EXTRACTED INFORMATION
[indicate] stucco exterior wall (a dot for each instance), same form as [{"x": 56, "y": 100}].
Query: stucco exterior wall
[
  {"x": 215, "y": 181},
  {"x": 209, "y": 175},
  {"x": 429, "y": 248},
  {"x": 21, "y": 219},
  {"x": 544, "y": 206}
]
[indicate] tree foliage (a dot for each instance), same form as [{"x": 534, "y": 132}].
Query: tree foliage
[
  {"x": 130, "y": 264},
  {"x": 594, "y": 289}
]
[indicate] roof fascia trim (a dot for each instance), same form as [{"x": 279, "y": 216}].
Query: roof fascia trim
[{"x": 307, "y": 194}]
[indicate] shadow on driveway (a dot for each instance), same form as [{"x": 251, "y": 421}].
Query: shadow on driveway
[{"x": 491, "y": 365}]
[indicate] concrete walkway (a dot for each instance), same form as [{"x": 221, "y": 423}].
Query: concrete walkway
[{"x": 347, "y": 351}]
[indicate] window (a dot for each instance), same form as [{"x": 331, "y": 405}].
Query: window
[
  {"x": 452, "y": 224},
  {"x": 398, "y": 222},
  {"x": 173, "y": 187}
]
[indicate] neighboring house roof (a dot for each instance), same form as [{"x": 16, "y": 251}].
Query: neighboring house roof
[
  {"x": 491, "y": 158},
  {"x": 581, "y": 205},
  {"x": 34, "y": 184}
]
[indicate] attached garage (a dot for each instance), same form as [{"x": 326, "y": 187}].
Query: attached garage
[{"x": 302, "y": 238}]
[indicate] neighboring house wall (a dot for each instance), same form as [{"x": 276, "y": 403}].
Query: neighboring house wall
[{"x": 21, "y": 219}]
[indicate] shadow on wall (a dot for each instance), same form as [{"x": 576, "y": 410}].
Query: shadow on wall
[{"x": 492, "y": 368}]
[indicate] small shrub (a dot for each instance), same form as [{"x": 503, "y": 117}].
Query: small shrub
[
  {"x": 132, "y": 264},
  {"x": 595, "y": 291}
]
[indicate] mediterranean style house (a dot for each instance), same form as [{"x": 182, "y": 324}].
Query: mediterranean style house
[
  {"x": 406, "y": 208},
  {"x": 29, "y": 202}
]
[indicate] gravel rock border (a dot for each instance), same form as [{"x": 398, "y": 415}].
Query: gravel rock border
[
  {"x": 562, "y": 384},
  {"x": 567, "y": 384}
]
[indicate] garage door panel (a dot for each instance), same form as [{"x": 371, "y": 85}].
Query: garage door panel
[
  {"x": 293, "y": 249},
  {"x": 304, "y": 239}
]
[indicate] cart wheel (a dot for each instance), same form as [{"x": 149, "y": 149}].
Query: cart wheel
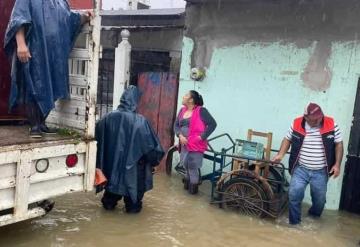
[
  {"x": 244, "y": 196},
  {"x": 275, "y": 179}
]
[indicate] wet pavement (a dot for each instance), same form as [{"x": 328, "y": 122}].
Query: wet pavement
[{"x": 171, "y": 217}]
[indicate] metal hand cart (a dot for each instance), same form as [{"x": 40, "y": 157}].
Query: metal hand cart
[{"x": 244, "y": 184}]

WHAT THE TASK REQUIRES
Everything from the first line of the listing above through the line holding "[indicate] tree foliage" must be retyped exactly; nothing else belongs in the reply.

TASK RESULT
[indicate] stucco exterior wall (a dot for each instance), same form as [{"x": 56, "y": 100}].
Query: stucco exterior wall
[
  {"x": 215, "y": 181},
  {"x": 209, "y": 175},
  {"x": 429, "y": 248},
  {"x": 21, "y": 219},
  {"x": 544, "y": 206}
]
[indicate] tree foliage (a dot for each instance), same form as [{"x": 534, "y": 132}].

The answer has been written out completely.